_Work instruction:_
Among the entries below, tally each line where the word "tray" appears and state only the total.

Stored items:
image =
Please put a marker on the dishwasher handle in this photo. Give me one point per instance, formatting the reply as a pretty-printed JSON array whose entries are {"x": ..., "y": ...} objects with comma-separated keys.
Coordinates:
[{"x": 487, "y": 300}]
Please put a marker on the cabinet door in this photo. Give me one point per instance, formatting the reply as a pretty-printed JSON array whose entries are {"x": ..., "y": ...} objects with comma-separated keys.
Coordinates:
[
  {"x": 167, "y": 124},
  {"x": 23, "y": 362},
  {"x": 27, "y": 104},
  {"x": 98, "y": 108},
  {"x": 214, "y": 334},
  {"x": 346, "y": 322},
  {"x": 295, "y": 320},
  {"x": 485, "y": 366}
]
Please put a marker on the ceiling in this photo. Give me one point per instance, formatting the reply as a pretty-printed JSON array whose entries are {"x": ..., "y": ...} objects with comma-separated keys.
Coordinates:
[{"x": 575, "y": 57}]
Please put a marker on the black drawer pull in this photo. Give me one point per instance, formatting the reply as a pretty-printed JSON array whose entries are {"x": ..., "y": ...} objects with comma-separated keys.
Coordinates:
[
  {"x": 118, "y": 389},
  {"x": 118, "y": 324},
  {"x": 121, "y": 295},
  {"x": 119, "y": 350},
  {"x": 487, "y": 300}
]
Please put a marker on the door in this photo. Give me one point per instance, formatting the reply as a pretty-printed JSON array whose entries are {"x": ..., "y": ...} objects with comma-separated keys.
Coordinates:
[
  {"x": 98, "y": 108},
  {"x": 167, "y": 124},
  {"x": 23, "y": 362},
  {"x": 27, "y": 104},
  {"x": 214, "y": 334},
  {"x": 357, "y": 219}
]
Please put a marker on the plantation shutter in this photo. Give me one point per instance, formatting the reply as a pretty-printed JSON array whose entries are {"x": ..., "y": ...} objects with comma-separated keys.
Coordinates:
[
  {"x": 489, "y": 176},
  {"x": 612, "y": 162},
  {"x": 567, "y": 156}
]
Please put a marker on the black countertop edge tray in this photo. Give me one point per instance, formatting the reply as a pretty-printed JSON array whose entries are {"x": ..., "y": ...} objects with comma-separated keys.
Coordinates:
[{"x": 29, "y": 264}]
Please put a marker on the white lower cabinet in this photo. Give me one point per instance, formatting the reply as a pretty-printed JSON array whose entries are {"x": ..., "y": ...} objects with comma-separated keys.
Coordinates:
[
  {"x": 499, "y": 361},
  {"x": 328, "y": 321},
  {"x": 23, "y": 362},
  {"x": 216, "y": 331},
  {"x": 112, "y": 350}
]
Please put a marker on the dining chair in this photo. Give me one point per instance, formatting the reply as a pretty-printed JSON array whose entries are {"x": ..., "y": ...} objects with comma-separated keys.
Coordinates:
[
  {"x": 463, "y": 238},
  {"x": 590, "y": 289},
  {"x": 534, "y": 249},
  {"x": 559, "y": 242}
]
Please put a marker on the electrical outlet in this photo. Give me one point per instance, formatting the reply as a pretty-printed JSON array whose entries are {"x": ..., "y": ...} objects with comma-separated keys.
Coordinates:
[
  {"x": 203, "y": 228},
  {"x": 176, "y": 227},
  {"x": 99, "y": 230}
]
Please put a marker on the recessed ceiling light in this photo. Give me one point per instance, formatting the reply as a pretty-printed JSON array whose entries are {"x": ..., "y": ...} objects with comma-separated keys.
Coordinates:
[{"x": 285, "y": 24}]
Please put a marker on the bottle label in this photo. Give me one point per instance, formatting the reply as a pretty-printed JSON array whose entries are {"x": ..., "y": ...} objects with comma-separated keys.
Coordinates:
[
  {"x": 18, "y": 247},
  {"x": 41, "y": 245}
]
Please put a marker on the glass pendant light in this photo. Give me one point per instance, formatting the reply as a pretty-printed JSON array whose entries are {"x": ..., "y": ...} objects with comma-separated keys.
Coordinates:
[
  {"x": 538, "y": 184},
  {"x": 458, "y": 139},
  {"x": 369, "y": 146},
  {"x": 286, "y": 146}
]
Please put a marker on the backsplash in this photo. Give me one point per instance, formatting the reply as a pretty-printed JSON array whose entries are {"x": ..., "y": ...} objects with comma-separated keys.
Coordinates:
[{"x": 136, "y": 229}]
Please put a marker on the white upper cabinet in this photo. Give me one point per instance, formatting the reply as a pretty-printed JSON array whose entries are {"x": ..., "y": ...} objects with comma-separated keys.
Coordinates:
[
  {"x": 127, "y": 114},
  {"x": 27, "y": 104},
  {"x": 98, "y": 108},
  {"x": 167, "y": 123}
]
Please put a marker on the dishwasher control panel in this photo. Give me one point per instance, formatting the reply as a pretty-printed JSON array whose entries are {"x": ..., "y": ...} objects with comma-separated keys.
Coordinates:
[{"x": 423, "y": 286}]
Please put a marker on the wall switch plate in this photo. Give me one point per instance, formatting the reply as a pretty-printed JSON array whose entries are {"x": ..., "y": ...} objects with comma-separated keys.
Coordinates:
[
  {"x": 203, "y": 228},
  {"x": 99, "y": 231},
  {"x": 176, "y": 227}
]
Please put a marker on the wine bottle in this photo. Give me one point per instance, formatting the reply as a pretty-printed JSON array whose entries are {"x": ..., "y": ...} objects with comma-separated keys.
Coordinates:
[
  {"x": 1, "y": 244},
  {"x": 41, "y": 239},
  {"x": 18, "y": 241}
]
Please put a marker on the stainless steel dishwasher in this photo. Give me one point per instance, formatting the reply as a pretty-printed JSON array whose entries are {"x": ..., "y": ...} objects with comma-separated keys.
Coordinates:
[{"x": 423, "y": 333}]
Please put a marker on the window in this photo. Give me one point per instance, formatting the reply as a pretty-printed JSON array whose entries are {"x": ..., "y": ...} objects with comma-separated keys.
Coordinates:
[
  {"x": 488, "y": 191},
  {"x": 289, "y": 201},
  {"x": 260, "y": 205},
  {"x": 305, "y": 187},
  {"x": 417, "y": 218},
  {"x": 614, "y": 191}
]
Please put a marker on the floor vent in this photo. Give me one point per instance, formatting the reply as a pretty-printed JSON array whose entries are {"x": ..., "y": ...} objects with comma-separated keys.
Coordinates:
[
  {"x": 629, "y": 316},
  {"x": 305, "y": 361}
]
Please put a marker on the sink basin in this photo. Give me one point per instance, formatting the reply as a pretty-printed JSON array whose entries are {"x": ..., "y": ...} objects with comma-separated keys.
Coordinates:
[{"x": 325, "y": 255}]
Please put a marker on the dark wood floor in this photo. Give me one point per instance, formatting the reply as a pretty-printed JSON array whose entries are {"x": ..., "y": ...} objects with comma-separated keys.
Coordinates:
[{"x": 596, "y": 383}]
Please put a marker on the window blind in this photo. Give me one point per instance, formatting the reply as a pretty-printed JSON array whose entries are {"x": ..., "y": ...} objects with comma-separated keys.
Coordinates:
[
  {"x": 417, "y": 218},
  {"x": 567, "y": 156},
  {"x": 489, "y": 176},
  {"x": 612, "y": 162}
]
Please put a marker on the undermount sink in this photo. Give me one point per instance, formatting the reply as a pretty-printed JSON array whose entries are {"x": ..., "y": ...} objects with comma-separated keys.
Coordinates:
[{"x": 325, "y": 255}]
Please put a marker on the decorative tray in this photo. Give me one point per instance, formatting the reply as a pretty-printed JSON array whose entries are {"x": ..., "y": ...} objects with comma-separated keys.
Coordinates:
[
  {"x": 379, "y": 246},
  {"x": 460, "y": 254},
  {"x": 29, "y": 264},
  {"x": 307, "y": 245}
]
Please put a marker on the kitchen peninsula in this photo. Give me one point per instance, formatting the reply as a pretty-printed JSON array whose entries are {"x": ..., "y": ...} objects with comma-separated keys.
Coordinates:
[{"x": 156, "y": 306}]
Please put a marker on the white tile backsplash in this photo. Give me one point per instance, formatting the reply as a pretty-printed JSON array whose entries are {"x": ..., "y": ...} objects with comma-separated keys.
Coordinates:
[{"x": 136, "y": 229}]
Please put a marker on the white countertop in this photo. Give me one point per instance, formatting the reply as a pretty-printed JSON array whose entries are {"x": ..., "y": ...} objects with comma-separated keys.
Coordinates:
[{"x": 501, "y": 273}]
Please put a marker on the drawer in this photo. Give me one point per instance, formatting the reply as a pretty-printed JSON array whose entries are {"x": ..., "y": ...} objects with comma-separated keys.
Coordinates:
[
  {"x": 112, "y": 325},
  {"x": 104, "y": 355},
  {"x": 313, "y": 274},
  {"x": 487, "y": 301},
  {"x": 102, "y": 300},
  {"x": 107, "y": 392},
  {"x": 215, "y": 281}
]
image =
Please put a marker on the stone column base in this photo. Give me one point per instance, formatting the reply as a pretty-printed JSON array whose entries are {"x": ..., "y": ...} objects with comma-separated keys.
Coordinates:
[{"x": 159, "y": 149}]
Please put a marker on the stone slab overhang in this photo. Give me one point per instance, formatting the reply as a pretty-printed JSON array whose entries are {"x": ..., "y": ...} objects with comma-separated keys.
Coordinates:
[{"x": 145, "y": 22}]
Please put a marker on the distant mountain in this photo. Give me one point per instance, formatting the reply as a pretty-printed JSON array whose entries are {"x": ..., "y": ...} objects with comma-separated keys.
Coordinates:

_Solution to the problem:_
2